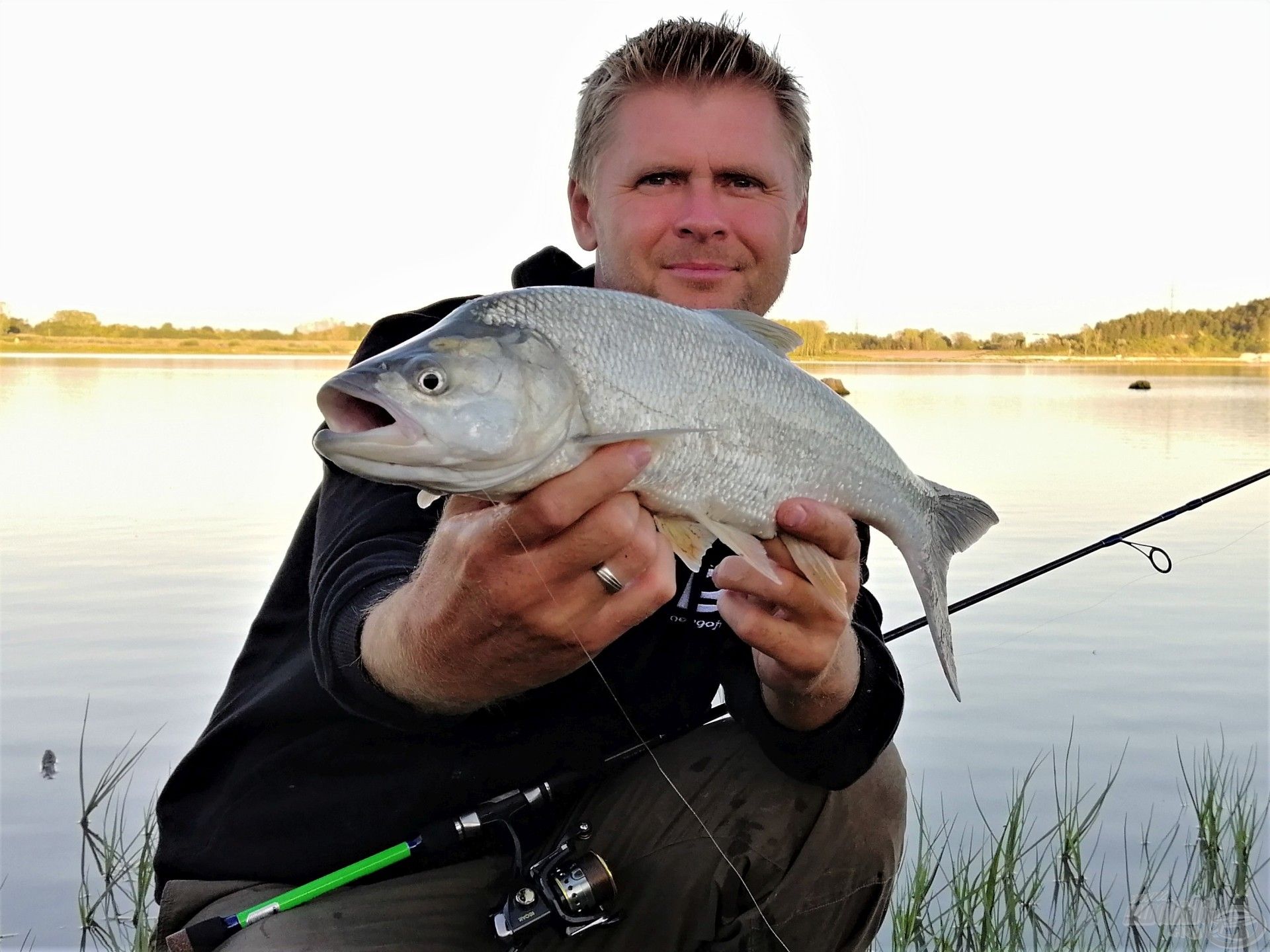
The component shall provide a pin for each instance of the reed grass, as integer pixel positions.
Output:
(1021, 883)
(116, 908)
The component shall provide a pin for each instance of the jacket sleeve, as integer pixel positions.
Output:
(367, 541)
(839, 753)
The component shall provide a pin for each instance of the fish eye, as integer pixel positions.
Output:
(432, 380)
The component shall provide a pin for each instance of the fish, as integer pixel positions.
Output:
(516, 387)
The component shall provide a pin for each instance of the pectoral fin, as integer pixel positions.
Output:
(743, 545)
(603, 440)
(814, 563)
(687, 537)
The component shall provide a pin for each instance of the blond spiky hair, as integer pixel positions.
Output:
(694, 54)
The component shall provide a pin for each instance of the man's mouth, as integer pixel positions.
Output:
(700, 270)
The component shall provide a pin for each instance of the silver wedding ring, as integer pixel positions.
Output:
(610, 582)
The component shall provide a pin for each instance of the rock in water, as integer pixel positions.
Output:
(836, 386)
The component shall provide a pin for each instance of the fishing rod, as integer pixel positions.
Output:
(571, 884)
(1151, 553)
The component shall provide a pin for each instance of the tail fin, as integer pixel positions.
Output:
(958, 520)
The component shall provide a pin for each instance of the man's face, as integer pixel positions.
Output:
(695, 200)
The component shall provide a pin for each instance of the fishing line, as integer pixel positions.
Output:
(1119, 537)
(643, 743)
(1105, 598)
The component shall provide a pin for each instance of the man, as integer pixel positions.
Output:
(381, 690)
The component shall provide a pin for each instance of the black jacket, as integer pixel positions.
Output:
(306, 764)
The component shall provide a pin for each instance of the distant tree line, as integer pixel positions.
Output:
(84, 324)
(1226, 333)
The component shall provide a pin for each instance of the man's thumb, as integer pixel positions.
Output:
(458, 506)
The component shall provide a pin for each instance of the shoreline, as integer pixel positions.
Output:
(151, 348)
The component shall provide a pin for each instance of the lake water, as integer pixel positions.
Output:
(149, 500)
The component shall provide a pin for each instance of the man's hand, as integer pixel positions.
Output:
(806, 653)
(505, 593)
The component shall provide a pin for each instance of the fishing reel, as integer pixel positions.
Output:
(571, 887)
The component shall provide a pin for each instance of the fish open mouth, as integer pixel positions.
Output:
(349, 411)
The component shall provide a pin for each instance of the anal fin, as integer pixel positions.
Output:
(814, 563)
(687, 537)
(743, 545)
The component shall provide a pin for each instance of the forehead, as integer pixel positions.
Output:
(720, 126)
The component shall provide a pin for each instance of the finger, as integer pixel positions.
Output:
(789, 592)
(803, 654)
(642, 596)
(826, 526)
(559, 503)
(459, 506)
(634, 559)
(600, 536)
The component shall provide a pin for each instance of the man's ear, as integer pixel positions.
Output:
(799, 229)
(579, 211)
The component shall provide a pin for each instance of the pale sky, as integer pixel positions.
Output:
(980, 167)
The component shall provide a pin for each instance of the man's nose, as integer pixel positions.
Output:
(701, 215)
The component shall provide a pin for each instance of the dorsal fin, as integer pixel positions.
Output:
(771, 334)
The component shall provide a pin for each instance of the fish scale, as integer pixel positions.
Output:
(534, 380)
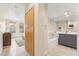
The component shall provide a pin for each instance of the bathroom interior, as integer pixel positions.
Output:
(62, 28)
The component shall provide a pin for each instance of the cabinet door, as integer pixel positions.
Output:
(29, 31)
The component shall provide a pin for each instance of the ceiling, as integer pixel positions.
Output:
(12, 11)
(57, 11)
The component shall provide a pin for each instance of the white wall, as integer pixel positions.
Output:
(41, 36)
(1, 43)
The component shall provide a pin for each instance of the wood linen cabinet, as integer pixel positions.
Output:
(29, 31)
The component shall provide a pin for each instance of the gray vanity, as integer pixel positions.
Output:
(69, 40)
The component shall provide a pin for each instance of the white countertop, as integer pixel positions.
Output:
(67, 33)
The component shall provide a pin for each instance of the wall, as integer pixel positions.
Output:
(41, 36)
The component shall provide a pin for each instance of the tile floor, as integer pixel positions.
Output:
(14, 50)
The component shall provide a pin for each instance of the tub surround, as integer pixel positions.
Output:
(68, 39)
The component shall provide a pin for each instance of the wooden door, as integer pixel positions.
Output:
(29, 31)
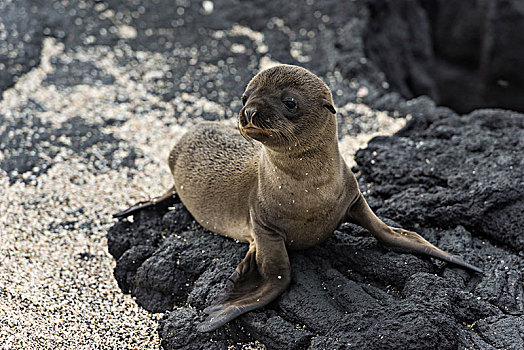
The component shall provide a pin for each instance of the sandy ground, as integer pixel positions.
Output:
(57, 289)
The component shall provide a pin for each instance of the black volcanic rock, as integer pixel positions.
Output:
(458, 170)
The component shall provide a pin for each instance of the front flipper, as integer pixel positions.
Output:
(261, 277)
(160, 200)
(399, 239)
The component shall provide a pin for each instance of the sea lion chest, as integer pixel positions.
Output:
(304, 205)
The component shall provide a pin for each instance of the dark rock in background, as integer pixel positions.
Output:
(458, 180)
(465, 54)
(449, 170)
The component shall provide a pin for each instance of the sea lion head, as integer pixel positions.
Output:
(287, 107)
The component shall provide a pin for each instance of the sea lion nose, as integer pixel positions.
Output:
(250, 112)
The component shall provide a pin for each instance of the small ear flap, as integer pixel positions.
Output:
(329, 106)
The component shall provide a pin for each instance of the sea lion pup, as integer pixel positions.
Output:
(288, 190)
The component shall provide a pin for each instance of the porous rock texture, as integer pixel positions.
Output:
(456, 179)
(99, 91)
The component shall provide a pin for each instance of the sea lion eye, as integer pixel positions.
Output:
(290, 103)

[WHAT THE TASK REQUIRES] Select all lines in the listing that include the word "rock".

[ANSWER TO THIS TASK]
The component shall provide a pin for each instance of the rock in water, as integer pixel positions.
The component shall provide a pin for each instance of the black volcanic rock, as integer pixel positions.
The component shall provide a pin for each instance of the dark rock in background, as integer pixel positions.
The component shall provide a pin for each instance of the porous rock texture, as integer pixel positions.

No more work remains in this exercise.